### Rows
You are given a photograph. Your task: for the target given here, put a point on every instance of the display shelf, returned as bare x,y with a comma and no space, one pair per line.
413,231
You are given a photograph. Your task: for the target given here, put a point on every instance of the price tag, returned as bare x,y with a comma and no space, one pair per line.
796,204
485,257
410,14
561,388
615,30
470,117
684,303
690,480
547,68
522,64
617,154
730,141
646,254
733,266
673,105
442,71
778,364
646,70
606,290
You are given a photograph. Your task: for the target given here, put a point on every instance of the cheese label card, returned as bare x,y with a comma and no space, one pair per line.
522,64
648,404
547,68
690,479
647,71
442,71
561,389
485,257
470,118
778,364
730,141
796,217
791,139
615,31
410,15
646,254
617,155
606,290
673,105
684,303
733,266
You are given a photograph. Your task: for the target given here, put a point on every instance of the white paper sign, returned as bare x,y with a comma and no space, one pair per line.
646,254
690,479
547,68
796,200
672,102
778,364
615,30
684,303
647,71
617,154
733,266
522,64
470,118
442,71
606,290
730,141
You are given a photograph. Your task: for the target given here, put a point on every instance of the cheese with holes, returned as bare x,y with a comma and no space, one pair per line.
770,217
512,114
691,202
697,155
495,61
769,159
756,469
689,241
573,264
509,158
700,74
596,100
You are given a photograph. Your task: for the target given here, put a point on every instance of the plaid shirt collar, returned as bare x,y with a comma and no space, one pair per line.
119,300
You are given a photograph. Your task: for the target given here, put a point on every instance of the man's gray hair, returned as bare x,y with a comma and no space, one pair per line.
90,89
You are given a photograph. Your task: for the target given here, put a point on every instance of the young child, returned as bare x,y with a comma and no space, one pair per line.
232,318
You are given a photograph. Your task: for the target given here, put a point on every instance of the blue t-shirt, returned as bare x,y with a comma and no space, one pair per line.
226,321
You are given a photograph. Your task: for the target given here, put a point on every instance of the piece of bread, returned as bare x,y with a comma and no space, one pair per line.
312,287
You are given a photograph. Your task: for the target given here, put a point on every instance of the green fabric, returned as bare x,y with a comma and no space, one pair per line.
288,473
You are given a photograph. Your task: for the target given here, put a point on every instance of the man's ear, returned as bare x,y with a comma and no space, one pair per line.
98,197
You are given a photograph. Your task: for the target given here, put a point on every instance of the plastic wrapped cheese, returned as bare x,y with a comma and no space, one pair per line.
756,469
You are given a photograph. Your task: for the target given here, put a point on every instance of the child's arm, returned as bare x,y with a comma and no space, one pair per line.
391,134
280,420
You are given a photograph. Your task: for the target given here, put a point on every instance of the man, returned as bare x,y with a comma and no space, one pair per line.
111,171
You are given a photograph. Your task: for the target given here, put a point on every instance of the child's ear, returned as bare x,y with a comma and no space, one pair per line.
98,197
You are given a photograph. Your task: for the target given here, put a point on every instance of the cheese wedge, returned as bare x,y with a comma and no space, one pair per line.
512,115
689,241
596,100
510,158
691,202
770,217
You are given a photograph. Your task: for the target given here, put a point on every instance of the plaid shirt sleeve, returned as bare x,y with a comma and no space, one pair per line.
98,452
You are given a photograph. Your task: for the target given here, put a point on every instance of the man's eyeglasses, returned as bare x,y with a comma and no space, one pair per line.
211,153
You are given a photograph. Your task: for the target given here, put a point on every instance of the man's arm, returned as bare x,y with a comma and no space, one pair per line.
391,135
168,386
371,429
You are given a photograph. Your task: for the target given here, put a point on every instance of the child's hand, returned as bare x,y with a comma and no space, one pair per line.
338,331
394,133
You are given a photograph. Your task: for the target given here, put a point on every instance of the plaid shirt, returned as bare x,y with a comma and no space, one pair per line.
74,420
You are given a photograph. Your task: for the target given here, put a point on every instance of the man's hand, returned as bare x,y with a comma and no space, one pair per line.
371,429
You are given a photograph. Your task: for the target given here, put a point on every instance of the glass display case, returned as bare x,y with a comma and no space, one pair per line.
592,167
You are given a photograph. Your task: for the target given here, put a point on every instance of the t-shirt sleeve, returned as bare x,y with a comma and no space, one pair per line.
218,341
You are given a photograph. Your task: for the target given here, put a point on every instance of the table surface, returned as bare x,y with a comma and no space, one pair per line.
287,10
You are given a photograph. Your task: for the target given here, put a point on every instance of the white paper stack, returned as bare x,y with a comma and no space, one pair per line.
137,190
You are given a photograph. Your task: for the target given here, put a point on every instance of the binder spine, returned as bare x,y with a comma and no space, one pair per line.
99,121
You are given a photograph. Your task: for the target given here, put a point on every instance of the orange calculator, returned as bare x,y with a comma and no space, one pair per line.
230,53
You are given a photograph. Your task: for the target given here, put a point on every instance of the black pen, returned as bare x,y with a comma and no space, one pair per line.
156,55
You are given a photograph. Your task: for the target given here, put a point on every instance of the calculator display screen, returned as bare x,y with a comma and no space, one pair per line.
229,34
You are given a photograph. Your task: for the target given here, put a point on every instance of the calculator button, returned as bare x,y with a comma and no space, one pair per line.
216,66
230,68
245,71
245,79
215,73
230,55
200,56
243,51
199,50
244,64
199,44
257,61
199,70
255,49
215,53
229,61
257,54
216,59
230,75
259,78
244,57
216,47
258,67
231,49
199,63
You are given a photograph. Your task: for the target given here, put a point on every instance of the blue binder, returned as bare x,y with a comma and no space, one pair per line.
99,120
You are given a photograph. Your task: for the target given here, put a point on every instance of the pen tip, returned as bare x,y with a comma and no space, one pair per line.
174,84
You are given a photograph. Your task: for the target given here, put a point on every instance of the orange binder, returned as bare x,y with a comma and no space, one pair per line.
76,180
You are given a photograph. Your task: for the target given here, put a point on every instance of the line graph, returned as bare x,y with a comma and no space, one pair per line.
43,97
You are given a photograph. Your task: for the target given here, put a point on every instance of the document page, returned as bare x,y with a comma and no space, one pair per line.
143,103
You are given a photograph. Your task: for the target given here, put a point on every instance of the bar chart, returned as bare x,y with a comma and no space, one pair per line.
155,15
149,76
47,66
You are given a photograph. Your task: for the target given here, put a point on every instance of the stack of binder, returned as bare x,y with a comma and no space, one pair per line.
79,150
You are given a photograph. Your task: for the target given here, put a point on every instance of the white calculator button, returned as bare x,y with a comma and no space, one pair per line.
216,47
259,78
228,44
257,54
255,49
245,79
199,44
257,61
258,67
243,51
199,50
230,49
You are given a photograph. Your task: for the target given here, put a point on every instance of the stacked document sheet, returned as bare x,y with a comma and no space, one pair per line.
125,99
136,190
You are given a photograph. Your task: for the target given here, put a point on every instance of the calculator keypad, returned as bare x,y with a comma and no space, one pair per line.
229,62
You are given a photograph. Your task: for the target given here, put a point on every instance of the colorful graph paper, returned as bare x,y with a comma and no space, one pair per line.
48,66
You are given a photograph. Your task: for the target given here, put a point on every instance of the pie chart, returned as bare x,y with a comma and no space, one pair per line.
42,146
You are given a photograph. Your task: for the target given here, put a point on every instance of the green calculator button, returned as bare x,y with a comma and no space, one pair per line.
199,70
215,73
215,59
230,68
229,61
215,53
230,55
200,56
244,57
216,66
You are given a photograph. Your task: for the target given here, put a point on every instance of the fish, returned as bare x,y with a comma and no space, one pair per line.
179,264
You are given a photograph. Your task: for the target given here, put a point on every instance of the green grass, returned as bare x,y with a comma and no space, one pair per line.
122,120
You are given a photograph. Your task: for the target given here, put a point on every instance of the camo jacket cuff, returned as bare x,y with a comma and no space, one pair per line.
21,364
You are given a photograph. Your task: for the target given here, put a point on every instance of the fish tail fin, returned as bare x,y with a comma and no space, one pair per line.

### Objective
Repeat exactly, and only, the lines from the line containing "the white calculator" through the last line of the records above, both included.

### The output
You are given a photograph. Your task: for the target given here, put a point on every instance of the white calculator button, returned as bare x,y with a comma and no space, one pair per line.
216,47
259,78
228,44
257,54
255,49
245,79
199,44
257,61
258,67
243,51
199,50
230,49
You are given a photograph. Your task: for the target given here, put a point on every instance of the stacked document sheet, returned as bare x,y with a comma and no space, one pair per line.
125,99
136,190
You are given a photograph. Your task: for the target given here, put a point on every instance of the calculator keypad, returned as bare x,y with a comma and no space, one pair per line.
229,62
You are given a photograph. Your task: for the target given here, put a point on every instance of the colorful graph paper, returned as bare x,y with a comma and no space, one pair per line.
48,66
You are given a photograph. Your task: for the target given here, put a point on every instance of the pie chart, returned as bare x,y with a comma and no space, one pair per line.
42,146
You are given a photograph. Your task: for the target given here, put a point on every instance of the green calculator button, returned as bare x,y with a comma and no space, one pair per line.
199,70
215,73
215,59
230,68
229,61
215,53
230,55
200,56
244,57
216,66
You are given a photograph. Your task: for the target given here, put a point on every instance of the fish, returned as bare x,y with a comma and no space, one pair per line.
179,264
You are given a photograph. Your task: for the target given here, put a point on every instance of the green grass, returned as bare x,y with a comma and no space, one pair per line.
122,120
You are given a photograph. Your task: for the target given here, put a point on every instance of the camo jacket cuff, returned as bare x,y with a comma and no space, one pair per line.
21,364
You are given a photograph. Your task: for the target given here, put a point on every instance of the fish tail fin, returned as bare x,y with a comma and no space, one pair per line.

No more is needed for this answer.